▸ **DOCUMENT PASSAGE**
···

The Tomb of Prophet Nahum

The tomb of prophet Nahum lies in Alqosh, 36°44’18.0″N 43°05’46.1″E and 565 metres high.

It reveals the wide integration of Jewish communities in Mesopotamia. It also points out the Jewish origin of the first local Christian communities.

Nahum’s mausoleum is a coated-stones structure, today partially destroyed. It consists undoutebdly of a synagogue, with in its centre, the prophet’s tomb and also, in the inner courtyard, the tomb of Sara, Nahum’s sister, and also a religious school and a storeroom. The building today is in an extremely poor and fragile state.

Location of Nahum’s tomb

40 km north from Mosul and 10 km from the eastern bank of the Tigris river, Nahum’s tomb lies 36°44’18.0″N 43°05’46.1″E and 565 metres high, at the northern end of the city of Alqosh, Nineveh province.

The Jewish shrine lies only 2 km west from the Rabban Hormizd monastery and the monastery of Our Lady of the Seeds, on a gentle slope at the foot of the limestone mountain range of Alqosh, just above the Chaldean churches of Mar Giwargis and Mar Mikha.

The tomb of the prophet Nahum north of Alqosh
April 2017 © Pascal Maguesyan / MESOPOTAMIA

Nahum, prophet of yesterday and today

Nahum is known in the Bible as the seventh of the twelve Minor Prophets. He lived in the 7th century BC. There are several versions concerning his place of birth. Some say he comes from the city of Elqosh, in Galilee, but the experts about Assyria assume he comes from Alqosh in Mesopotamia. He only featured in one of his prophecies’ book, the Book of Nahum, but he has a great influence. His work has left a deep mark on Mesopotamian people, especially the Jewish and the Christians, and thus for several reasons. First, the Eternal and he only, speaks directly through the prophet. Second, the story relates the destruction of the city of Nineveh, the Assyrian capital, largest city of the largest kingdom in those days, « Woe to the bloody city, all lies, full of plunder, whose looting never stops! (N 3 :1) [1] Till everyone who sees you runs from you, saying, “Nineveh is destroyed; who can pity her? Where can one find any to console her? (N 3 :7) “.

Besides, the Christians from Mesopotamia come mostly from the local Jewish communities and they do keep this very strong link with their roots and traditions. Finally, the chaos that struck once again Mosul, the Nineveh plain and the whole part of Mesopotamia rings back to the ancient prophecy, as The Lord is slow to anger, yet great in power, and the Lord never leaves the guilty unpunished. (N 1 :3). […]The Lord is good, a refuge on the day of distress; He takes care of those who have recourse to him (N 1 :7). »

[1] All biblical translations are from « The new American Bible » www.vatican.va

Extract from the Book of Nahum, engraved in Hebrew on a pillar of the tomb
April 2017 © Pascal Maguesyan / MESOPOTAMIA
The tomb of the prophet Nahum in Alqosh. Aron Kodesh (Saint arch)
April 2017 © Pascal Maguesyan / MESOPOTAMIA

At the origins of the Jewish identity of Alqosh

The preservation of the tomb of Nahum the Elkoshite, prophet in Nineveh, is actually much more than just a wink from History. It is also and even more the indisputable evidence that the Jewish identity was deeply implanted in the heart of antique Mesopotamia.

···

▸ **Data entries**
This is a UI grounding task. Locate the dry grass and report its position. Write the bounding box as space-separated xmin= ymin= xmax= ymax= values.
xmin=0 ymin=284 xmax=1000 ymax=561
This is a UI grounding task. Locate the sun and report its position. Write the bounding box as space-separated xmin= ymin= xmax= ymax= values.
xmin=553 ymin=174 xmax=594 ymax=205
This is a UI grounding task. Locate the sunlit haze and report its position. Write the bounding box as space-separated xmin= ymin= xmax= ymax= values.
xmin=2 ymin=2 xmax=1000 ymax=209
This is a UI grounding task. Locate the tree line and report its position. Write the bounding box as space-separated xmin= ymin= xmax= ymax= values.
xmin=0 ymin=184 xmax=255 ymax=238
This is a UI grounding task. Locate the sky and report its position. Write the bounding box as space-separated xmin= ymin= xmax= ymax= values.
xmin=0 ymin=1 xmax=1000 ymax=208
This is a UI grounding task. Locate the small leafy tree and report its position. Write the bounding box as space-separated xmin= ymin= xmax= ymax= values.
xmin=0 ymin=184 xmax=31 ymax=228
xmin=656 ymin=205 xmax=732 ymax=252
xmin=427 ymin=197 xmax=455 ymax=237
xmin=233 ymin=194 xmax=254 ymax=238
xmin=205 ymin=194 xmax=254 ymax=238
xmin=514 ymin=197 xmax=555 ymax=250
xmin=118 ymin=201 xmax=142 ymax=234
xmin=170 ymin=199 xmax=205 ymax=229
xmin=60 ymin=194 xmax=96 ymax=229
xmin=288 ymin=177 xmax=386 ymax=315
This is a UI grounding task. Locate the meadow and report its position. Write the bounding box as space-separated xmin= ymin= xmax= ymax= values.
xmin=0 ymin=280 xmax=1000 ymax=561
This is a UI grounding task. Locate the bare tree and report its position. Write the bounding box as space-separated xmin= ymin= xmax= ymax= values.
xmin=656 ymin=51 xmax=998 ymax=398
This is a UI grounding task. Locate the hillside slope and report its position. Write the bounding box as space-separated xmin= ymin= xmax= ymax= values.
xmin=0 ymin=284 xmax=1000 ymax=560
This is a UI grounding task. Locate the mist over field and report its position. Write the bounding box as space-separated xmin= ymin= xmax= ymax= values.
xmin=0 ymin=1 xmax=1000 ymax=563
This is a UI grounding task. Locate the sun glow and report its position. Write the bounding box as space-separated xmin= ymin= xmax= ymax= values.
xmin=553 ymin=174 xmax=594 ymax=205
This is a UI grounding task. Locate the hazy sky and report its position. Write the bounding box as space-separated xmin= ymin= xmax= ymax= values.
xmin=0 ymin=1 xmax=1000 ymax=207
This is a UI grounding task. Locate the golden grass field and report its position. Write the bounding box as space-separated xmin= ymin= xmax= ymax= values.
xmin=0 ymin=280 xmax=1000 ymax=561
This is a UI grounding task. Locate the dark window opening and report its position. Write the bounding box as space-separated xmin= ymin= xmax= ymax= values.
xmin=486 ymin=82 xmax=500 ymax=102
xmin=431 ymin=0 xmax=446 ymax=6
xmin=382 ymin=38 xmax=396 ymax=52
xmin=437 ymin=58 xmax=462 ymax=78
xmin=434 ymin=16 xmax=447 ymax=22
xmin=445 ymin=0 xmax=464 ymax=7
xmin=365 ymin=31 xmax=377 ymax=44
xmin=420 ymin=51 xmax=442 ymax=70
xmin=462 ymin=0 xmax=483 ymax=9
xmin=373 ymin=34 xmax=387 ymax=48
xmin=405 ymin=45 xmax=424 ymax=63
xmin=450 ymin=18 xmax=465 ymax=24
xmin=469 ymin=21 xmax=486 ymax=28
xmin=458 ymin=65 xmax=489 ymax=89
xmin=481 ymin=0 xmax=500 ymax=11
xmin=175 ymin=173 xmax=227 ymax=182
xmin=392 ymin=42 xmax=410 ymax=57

···

▸ **INSTRUCTIONS**
A) In the text about Nahum's tomb, condense the paragraph beginning "40 km north from Mosul" into a short bulleted list that keeps its main facts.
B) According to the text about Nahum's tomb, whose tomb stands in the inner courtyard of the mausoleum?

▸ **ANSWERS FOR THE TASKS**
A)
- 40 km north of Mosul
- 10 km from the eastern bank of the Tigris River
- Coordinates 36°44’18.0″N 43°05’46.1″E, at an elevation of 565 meters
- At the northern end of the city of Alqosh, Nineveh province

B) The tomb of Sara, Nahum's sister.